GIVEN PASSAGE:

● ● ● ●

Television can still move me deeply. But in the past year, the television producers who make it with me aren’t the guys in Hollywood or New York. It’s the guys in Seoul, South Korea.

I was surprised by my out-of-the-blue interest in Korea, which began while I watched the first episode of my first subtitled show. Internet video-streaming sites (including Netflix and Hulu) offer large libraries of these “K-dramas,” as English-speaking fans call them. And several million Americans are watching with me, though it’s hard to quantify the online viewership. One of the largest sites, New York-based Drama Fever, serves about six to seven million US viewers a month, of whom roughly 80% are native English speakers. That’s roughly the number of people who watched the penultimate episode of “Breaking Bad” in 2013. (Independent research firm comScore confirms the site’s audience is growing, but estimate the audience at a somewhat lower 3.4 million. For comparison, that’s roughly the average audience size for the first two seasons of Game of Thrones.) Most viewers are women, according to Drama Fever—and that’s about all we have in common. The audience includes all races and a variety of tastes.

The Wall Street Journal reported on the rise of subtitled Asian shows this summer with a touch of horror, but there’s no reason to look down on Korean television. After years of government investment in the industry, their production values are excellent. Their aesthetic is different from ours, which can be jarring in mediocre shows, and they can be as corny as a Frank Capra film bathed in the collected tears of Steven Spielberg. But when the cream rises to the top, the best shows are suspenseful, funny and heartfelt. And even though I don’t speak Korean and I’ve never visited Asia, the cultural differences are minor next to the fact that I can relate to the characters in a way I haven’t related to anyone on American television since Dana Scully and Buffy Summers left the air.

One reason to watch Korean series is for three-dimensional female characters. K-dramas have their fair share of stock characters, Korean versions of season one Skylar, but they also have a good record of developing great roles for women. The characters popular with fans in recent years include an ambitious pastry chef, a tough cross-dressing tomboy, a scatter-brained spirit medium and a cynical defense attorney.

● ● ● ●

DATA EXTRACT:

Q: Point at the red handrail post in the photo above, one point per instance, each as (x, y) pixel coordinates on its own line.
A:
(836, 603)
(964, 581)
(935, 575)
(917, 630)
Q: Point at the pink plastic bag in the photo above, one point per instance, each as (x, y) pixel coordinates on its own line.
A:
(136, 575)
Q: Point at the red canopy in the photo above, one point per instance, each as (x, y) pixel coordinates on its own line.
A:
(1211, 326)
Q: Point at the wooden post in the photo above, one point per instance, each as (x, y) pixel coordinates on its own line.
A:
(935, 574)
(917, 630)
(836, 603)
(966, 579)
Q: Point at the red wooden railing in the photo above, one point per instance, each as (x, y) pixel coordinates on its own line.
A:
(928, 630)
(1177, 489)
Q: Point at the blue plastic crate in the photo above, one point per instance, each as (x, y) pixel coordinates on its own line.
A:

● ● ● ●

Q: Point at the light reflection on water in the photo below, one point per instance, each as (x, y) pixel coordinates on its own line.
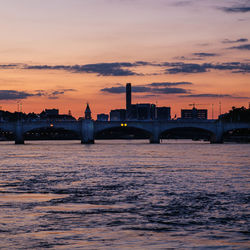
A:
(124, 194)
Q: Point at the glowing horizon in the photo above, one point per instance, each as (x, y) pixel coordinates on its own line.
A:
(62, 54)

● ● ● ●

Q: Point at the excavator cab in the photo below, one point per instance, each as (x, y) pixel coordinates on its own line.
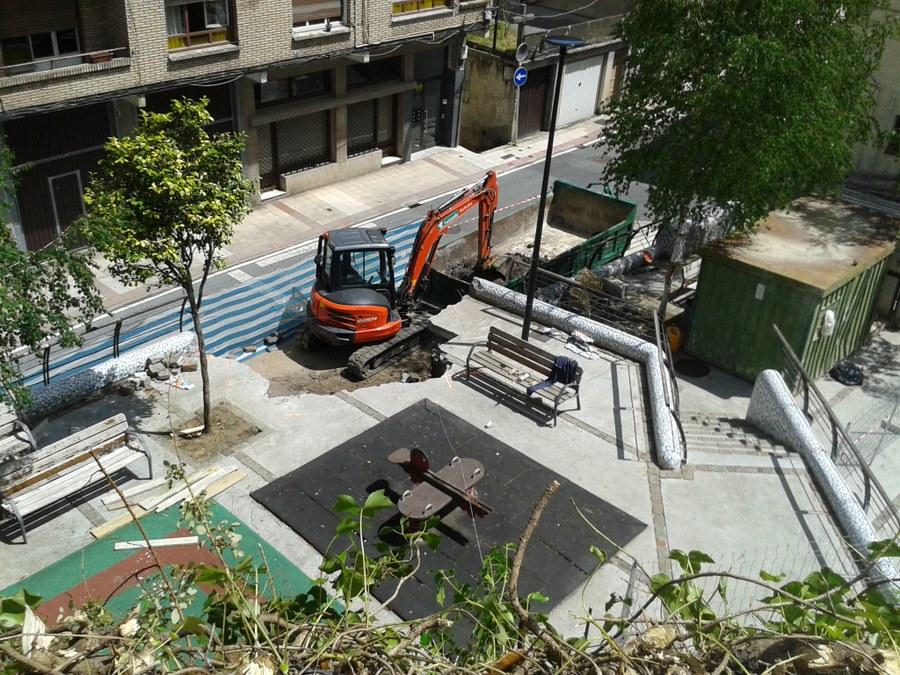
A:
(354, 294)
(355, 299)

● ● ● ●

EXERCISE BRIEF: Continue the essay on Korean television dramas with the paragraph that would come after its final sentence.

EXERCISE OUTPUT:
Another thing drawing some women may be that popular Korean series have a much lower body count than popular American shows—roughly one-eighth corpse per episode (my unofficial estimate), versus the US rate of nearly five corpses per episode (three if you omit cable). Korean characters tend to die of illness or in car crashes, while most fictional American corpses are the result of murder or zombie apocalypse. The numbers themselves are less important than the narrative style they suggest. American television producers have faith in stories about crime, politics and violence—and they do a good job with these subjects. But it’s increasingly hard to imagine an American drama that doesn’t have crime, politics or violence. In contrast, South Korea makes prime-time one-hour shows about families, growing up, romance, friendship—the good stuff in life. Some series are comedies, some are weepy melodramas, but most of them touch in some way on the human capacity for mixed emotions. Here in the U.S., shows about families and romance tend to be placed in the 22 minute format time-slot, which officially makes them “comedies” by Emmy standards, even when a show like “Nurse Jackie” challenges the drama-comedy distinction.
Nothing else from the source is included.